Passage:
************

Please don’t come down hard on me. I KNOW it’s not my monkeys, not my circus, but I need to get this out of my system somewhere so that in real life, I can keep repeating that mantra. (And I do have a bit of a legitimate interest, I promise).

Context:
Unlike his older siblings, DS7 is not accelerated, in fact his early October birthday makes him the oldest in the grade. We did explore early entry for him but he panicked at the very low key assessments (have a chat with the principal, have a trial day in the classroom) and decided for himself he wasn’t ready for school.

Even though we felt he would have been ready intellectually, we figured we had to trust him to know what he could and couldn’t handle, because unlike unlike his older siblings, he was born with a birth defect which results in major physical disabilities (for which surgery was coming up, so getting that done was a factor as well) and some brain damage. The brain damage so far has manifested in a massive speech delay in his early years (appears to have been fully caught up since) and IQ scores two deviations below his older brother - which are still high enough he could enter into the same gifted program his brother is in, so anyone else but you all would laugh me out of the room for saying this is evidence of brain damage! However, hopefully, YOU get why I still HOVER? And monitor his academics in ways I never ever did with his older siblings?

Luckily things seem to be going very well so far. He has an aide for the physical stuff, and a nursing service comes in twice daily for a medical procedure, but he does the academic stuff on his own and does it well. They don’t get grades yet, but have continuous assessment, and the kids aren’t stupid - they know that 20 out of 20 on that math sheet is an A.

So, enter little A who was entered early with, I think, a May birthday. She’s so little her mum needs to carry her backpack into the classroom, so when the teacher noted as an aside that she had seated her next to DS7 “because she often needs help, too” to have the aide support them both I figured she was talking about being little. Organising her desk or tying her shoes, whatever. Now DS7 has begun mentioning, as kids do, who else does well and who doesn’t, and to my surprise, little A “never does well”. The other day, he mentioned getting 60 on a reading comprehension assessment, out of 100. I immediately went into worry overdrive and asked whether that was sort of good, or sort of medium, and did he get things wrong or run out of time, and he said probably medium, and he’d run out of time, but no one had gotten more than 60 on those ever, and it was still 10 times more than A got. Huh, 6? Told you mom, she never does well in anything.

************

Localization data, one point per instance

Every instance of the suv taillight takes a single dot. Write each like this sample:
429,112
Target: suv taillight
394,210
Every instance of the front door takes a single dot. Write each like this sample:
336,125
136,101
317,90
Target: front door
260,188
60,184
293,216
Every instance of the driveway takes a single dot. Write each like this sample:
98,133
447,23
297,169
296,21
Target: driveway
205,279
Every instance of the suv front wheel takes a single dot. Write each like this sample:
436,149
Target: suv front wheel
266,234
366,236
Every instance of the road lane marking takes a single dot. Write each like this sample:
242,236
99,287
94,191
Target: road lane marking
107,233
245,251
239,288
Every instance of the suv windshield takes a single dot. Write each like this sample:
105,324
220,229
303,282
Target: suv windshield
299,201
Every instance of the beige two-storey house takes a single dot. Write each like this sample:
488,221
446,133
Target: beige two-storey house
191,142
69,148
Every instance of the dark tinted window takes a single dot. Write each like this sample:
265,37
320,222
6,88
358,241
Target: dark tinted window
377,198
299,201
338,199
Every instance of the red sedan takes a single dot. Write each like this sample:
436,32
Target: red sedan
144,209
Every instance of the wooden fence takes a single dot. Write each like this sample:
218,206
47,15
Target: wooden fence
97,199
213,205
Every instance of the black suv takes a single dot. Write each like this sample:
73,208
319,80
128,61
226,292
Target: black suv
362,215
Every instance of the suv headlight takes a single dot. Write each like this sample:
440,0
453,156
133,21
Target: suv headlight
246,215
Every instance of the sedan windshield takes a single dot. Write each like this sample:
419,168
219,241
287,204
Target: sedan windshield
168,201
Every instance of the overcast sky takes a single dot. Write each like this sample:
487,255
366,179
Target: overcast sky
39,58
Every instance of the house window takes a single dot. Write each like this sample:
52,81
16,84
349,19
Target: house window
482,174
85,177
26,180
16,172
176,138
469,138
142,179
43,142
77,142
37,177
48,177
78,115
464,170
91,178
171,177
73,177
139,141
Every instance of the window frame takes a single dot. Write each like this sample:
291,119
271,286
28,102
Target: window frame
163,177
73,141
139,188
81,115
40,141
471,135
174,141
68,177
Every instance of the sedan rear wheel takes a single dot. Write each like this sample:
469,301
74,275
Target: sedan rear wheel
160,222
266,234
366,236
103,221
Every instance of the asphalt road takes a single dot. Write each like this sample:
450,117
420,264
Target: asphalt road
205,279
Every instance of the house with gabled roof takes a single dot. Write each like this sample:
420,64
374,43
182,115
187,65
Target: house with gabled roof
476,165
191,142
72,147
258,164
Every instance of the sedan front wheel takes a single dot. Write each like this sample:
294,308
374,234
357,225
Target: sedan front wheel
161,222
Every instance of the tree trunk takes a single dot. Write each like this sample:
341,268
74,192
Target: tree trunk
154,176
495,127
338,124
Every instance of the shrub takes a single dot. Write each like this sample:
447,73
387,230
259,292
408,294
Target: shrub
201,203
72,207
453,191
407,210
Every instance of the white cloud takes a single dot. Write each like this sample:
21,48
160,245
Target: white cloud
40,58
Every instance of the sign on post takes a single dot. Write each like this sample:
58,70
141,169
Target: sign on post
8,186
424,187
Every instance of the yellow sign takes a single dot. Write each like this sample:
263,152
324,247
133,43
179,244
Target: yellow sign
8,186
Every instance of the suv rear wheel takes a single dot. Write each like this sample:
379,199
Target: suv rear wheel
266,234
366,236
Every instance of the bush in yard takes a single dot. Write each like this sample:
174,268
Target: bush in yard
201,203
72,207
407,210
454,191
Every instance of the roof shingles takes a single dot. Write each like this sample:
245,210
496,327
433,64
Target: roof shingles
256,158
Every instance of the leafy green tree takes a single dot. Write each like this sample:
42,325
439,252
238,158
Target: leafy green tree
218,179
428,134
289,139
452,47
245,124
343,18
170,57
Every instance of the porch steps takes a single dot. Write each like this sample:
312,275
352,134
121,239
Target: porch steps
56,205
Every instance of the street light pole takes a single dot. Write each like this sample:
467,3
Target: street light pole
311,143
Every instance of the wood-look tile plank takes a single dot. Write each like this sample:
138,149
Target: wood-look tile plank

************

Problem to work on:
Answer these questions about the post:
(a) In what month does DS7 have his birthday?
(b) How often does a nursing service come in for DS7?
(c) What score did DS7 report on the reading comprehension assessment?
The data come from a different source than the post.

Response box:
(a) Early October.
(b) Twice daily.
(c) 60 out of 100.